Work request –
Please pick up the Colorado news roundup after its last sentence and continue writing it.

Passage –
Start of Block

“Former Johnstown doctor and surgeon Kenneth Pettine pleaded guilty to two misdemeanor drug charges on Tuesday and was sentenced to five years of probation plus 200 hours of community service,” reports The Loveland Reporter-Herald. “Pettine, 63, originally faced felony allegations that he obtained drugs fraudulently by forging other doctors’ signatures on false prescriptions. He was arrested in June 2016 after the Denver office of the Drug Enforcement Administration opened an investigation on suspicion of prescription fraud against Pettine dating from January 2013 to spring of last year. Pettine agreed with the Colorado Medical Board to cease practicing medicine in May 2016, documents show, and will be unable to resume practicing medicine in Colorado or any other state as part of the criminal convictions.”

“The Boulder City Council on Tuesday night voiced support for increasing the wages of seasonal and other ‘nonstandard’ city employees,” reports The Boulder Daily Camera. “Last summer, the council gave direction that the minimum wage for all full-time, part-time and temporary city employees should be bumped to $15.67. Not included among those workers are people performing “nonstandard” roles for Boulder, such as junior park rangers, camp counselors and those generally hired on seasonal or demand-based terms. During Tuesday night’s study session, the council stopped short of moving these roughly 700 employees up to the $15.67 floor applied to other employees. Doing so would add about $2 million to the city’s budget — nearly eight times the amount Boulder will spend by the end of 2017 to bring all “standard” employees up to the new minimum wage.”

“There’s good news in a study of weekend travel patterns on Interstate 70 from the Denver area to mountain resorts. There’s worrying news, too,” reports Vail Daily. “The I-70 Coalition — a nonprofit group of governments and business interests along the three-county mountain corridor — commissioned a study of highway users in February and March of this year. The study firm, Boulder-based RRC Associates, surveyed highway users at the “dinosaur” park-and-ride parking lots on the west end of the Denver metropolitan area. The study — a continuation of similar research done in 2012 and 2014 — showed efforts to cut congestion are paying some dividends.”
End of Block
Supplied entries –
Start of Block
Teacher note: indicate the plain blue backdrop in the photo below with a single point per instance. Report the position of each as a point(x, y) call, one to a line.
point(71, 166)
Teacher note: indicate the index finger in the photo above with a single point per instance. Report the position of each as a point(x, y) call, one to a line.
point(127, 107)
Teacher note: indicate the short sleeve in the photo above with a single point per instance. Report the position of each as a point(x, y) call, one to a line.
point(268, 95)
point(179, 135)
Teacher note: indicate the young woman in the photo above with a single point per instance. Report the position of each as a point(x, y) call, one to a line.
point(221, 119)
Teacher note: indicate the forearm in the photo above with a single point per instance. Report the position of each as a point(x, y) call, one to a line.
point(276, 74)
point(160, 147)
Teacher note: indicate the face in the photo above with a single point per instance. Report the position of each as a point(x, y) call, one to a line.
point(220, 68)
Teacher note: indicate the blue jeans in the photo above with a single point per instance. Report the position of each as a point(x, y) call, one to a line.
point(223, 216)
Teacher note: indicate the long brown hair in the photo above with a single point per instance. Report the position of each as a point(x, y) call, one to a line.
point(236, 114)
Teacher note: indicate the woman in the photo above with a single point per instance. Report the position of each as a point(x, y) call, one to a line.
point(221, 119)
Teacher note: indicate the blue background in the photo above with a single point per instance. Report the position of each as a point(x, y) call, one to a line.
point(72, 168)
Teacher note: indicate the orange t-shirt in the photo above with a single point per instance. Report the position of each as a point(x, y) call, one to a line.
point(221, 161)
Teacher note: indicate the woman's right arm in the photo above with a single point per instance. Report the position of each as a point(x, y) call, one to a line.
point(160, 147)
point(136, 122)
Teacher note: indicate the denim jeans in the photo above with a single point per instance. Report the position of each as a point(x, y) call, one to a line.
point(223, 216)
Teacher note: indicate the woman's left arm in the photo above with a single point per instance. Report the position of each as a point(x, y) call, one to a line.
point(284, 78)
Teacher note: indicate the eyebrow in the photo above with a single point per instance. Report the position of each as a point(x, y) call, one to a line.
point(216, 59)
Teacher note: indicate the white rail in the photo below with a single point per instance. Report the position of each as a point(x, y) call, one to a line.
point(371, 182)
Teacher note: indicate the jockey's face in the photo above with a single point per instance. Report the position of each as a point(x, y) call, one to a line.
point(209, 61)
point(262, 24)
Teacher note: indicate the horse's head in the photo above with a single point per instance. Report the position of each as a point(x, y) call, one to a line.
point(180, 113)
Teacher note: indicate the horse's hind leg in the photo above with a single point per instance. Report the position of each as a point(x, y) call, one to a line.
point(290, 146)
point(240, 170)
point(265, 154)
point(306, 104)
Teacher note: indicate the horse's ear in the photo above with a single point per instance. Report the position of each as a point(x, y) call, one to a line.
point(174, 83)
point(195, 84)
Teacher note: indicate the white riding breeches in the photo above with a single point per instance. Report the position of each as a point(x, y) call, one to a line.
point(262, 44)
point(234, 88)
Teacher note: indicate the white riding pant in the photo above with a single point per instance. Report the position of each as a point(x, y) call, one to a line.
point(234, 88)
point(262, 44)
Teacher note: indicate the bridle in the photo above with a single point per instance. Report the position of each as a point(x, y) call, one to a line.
End of Block
Answer space –
“Harrison K-8 School Principal John Pavlicek was put on paid administrative leave Tuesday morning by the Cañon City School District, hours after the school board voted not to renew his contract,” reports The Cañon City Daily Record. “Superintendent George Welsh said the decision was made based on legal advice the district received after Monday’s school board meeting, where a crowd of Pavlicek’s supporters shouted questions and chants at board members. “Mr. Pavlicek has been placed on paid administrative leave for the remainder of the school year,” Welsh wrote in an email, the paper reported. “This was based on a recommendation by legal advisors, taking into consideration the emotion that surrounded the recent decision on his contract.”

“Denver Police Chief Robert White on Tuesday said federal immigration agents have become ‘more assertive’ since the Trump administration took office and that more Immigration and Customs Enforcement agents have been seen on the city’s streets,” reports The Denver Post. “Still, White assured about 60 residents concerned about hard-line immigration enforcement that his department was not out to detain people living in the country illegally unless they have committed a crime. Then, they would be treated like any other criminal, he said. ‘We can’t police ICE, and ICE can’t police us,” White said. “We’ve made it clear we’re not in the business of doing ICE’s work.'”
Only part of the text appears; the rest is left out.